Actions to take >>
[a] In the Ohio State Route 772 text, what is named as the highest point in Scioto County?
[b] List every county that the Ohio State Route 772 text gives for the route's location.
[c] Rewrite the paragraph in the Ohio State Route 772 text that begins "State Route 772 (SR 772) is a north-south state highway" as a bulleted list that keeps its main facts.

Route information
- Maintained by ODOT
- Length: 45.99 mi (74.01 km)
- Existed: 1937–present

Major junctions
- South end: SR 73 in Rarden
- SR 32 / SR 124 in Tennyson
- North end: US 50 / SR 104 in Chillicothe

Location
- Country: United States
- State: Ohio
- Counties: Scioto, Pike, Ross

Highway system
- Ohio State Highway System; Interstate; US; State; Scenic;
| ← SR 771 |  | → SR 773 |

= Ohio State Route 772 =

State highway in south-central Ohio, US

State Route 772 (SR 772) is a north-south state highway in the south-central portion of the U.S. state of Ohio. Its southern terminus is at SR 73 in Rarden. Leaving Rarden, the route increases in elevation to Mount Joy, the highest point in Scioto County. After weaving between Scioto and Pike County for about 4 mi, the route joins the Appalachian Highway, SR 32 and subsequently SR 124. Following these concurrences, SR 772 continues its journey north through scenic terrain and small communities until it reaches its northern terminus at the US 50 and SR 104 concurrence in Chillicothe.

[Data records]

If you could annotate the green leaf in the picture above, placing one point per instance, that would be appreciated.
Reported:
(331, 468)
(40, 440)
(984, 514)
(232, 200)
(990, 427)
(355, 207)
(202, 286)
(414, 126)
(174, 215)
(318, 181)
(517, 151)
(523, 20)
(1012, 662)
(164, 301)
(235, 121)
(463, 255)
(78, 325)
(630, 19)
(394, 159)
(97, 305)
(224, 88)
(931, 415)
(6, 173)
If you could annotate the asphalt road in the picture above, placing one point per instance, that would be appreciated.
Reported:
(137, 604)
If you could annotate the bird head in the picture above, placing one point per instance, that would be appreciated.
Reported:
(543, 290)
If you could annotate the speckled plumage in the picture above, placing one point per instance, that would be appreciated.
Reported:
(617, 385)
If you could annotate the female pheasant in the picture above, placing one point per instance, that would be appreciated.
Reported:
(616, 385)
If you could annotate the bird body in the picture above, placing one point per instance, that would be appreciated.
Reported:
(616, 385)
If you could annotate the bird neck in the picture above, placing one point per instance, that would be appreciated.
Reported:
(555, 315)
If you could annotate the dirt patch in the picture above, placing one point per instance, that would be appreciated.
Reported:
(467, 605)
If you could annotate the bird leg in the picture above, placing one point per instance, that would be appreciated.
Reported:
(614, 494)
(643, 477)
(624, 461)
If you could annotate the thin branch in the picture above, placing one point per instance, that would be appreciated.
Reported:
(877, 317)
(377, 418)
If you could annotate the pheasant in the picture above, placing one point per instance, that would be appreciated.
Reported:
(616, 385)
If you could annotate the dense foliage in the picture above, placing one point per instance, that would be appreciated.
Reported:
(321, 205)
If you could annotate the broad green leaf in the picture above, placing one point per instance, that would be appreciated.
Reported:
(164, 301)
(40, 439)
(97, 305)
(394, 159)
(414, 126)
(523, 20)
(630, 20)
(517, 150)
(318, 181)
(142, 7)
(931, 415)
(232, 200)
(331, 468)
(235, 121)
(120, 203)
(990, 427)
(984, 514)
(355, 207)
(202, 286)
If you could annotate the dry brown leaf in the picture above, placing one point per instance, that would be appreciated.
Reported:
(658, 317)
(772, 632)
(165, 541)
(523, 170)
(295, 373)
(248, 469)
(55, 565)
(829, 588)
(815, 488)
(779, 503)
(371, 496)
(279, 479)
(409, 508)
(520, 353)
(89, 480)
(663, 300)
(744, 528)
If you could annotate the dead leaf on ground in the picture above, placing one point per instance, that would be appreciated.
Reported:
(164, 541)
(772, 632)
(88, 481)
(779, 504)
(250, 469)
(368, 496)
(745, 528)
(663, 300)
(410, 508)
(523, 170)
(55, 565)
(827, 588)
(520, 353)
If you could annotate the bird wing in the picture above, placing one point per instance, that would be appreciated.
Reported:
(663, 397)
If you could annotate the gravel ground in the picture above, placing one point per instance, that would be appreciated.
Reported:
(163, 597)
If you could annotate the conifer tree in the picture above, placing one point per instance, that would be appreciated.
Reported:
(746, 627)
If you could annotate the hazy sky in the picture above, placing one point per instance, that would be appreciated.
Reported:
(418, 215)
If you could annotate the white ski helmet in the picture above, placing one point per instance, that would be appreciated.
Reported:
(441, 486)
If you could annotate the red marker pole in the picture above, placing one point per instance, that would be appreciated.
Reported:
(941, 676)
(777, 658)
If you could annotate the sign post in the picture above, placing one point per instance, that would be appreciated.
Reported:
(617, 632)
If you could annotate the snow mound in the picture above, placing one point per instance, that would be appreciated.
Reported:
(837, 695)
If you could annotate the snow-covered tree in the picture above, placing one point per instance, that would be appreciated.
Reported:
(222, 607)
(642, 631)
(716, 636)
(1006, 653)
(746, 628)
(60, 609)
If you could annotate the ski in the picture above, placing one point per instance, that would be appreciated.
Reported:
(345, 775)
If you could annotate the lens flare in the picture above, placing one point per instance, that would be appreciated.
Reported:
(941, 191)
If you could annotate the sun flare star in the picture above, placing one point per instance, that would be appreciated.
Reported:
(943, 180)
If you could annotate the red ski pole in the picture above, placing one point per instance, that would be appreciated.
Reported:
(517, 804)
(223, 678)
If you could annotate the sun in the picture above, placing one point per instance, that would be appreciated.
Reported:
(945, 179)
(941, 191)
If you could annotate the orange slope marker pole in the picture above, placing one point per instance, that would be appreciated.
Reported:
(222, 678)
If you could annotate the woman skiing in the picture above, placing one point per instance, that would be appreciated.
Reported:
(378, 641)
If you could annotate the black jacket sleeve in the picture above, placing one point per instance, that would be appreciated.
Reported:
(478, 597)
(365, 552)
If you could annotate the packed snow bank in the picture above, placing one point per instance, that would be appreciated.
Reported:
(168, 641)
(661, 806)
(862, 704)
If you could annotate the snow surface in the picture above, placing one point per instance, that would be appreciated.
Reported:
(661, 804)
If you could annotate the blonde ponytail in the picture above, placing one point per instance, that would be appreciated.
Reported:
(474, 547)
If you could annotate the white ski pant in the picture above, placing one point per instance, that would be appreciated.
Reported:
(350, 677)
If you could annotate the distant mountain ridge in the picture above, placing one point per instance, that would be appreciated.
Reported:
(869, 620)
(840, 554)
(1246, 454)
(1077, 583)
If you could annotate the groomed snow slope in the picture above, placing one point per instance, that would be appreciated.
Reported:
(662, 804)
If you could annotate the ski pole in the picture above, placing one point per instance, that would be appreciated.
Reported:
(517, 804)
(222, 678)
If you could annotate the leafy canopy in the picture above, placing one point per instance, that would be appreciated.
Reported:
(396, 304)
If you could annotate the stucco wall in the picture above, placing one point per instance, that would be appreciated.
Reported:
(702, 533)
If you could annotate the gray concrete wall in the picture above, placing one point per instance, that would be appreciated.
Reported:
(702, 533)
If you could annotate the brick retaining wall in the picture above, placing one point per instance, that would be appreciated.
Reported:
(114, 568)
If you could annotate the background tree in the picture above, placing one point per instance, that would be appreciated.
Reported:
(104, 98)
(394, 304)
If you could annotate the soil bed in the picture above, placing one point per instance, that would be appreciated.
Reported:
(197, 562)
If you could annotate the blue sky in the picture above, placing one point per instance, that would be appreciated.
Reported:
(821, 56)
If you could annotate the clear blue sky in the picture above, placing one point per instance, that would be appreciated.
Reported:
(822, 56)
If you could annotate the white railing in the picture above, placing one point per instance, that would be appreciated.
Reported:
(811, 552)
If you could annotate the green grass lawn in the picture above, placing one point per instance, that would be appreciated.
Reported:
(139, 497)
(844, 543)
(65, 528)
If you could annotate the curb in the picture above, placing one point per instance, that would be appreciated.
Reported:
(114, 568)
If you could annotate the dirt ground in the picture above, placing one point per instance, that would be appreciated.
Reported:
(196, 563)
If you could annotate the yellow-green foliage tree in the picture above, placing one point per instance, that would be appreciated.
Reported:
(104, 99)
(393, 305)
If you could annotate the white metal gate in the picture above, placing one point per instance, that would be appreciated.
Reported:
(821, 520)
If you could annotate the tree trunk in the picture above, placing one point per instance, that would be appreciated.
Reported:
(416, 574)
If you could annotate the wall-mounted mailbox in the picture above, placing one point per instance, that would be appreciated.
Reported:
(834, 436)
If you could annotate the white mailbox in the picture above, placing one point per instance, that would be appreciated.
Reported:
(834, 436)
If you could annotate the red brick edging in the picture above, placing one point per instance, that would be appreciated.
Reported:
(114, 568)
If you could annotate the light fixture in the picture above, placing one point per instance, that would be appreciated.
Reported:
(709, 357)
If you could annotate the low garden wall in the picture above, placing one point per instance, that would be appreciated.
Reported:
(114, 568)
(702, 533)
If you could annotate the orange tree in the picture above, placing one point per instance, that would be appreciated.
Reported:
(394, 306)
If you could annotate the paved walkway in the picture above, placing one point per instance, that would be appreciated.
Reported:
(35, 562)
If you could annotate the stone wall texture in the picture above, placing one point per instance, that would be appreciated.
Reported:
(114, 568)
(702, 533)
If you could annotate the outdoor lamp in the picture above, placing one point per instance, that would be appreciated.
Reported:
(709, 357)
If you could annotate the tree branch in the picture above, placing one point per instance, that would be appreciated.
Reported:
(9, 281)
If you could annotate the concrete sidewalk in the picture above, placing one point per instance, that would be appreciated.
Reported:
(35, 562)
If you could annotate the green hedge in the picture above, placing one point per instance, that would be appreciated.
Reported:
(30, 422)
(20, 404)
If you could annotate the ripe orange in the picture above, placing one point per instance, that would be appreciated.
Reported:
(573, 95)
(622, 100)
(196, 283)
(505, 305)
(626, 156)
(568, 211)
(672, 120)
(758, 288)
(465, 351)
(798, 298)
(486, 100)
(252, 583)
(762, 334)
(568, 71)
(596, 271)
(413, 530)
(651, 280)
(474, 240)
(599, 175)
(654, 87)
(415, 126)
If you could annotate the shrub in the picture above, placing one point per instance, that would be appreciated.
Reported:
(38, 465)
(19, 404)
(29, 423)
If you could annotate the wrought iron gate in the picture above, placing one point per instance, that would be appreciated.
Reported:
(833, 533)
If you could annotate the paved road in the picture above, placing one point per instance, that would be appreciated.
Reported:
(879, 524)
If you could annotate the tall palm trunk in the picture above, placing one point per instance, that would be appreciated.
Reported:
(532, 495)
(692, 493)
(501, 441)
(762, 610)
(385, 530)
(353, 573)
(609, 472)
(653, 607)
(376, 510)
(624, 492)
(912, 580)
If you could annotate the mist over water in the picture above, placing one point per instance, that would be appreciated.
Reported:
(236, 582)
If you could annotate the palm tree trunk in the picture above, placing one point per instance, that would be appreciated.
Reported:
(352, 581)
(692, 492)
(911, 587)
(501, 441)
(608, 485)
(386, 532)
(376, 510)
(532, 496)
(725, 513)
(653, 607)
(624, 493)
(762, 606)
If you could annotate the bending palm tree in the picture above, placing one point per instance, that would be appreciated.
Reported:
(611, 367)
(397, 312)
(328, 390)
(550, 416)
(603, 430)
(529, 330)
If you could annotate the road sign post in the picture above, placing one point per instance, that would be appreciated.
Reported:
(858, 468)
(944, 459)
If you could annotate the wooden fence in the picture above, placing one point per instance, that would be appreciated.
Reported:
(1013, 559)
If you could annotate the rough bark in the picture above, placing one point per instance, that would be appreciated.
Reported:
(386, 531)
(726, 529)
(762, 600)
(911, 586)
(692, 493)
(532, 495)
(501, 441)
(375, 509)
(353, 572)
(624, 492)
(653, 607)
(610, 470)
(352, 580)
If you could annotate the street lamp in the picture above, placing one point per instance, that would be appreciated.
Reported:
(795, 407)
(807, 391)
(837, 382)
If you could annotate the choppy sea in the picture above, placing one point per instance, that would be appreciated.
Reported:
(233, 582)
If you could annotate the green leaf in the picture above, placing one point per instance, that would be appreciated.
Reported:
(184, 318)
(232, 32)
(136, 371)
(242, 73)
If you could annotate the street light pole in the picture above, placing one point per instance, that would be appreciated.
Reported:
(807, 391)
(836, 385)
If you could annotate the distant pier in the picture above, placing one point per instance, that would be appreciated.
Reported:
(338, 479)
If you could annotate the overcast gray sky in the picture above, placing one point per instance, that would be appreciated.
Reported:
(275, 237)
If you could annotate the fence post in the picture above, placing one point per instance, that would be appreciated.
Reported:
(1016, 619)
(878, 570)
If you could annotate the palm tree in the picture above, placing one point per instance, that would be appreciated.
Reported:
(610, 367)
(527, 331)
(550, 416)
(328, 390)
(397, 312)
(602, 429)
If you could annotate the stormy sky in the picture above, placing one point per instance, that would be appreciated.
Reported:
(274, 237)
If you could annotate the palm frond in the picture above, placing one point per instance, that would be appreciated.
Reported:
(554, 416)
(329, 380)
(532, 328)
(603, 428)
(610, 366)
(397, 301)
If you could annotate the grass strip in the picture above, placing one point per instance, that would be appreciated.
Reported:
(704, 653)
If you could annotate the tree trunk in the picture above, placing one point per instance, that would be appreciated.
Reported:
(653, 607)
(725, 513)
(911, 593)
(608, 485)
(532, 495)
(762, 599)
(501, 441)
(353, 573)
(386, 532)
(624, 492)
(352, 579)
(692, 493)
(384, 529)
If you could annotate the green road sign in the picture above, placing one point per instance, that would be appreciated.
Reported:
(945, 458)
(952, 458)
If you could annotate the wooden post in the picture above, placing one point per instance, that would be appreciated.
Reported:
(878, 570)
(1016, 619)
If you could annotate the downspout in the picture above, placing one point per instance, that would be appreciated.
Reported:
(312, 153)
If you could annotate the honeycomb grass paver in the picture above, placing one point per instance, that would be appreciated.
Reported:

Solutions per task >>
[a] Mount Joy

[b] Scioto, Pike, Ross

[c]
- SR 772 is a north-south state highway in south-central Ohio.
- Its southern terminus is at SR 73 in Rarden.
- From Rarden it climbs to Mount Joy, the highest point in Scioto County.
- It weaves between Scioto and Pike County for about 4 mi.
- It then joins the Appalachian Highway, SR 32, and afterward SR 124.
- It continues north through scenic terrain and small communities.
- Its northern terminus is at the US 50 and SR 104 concurrence in Chillicothe.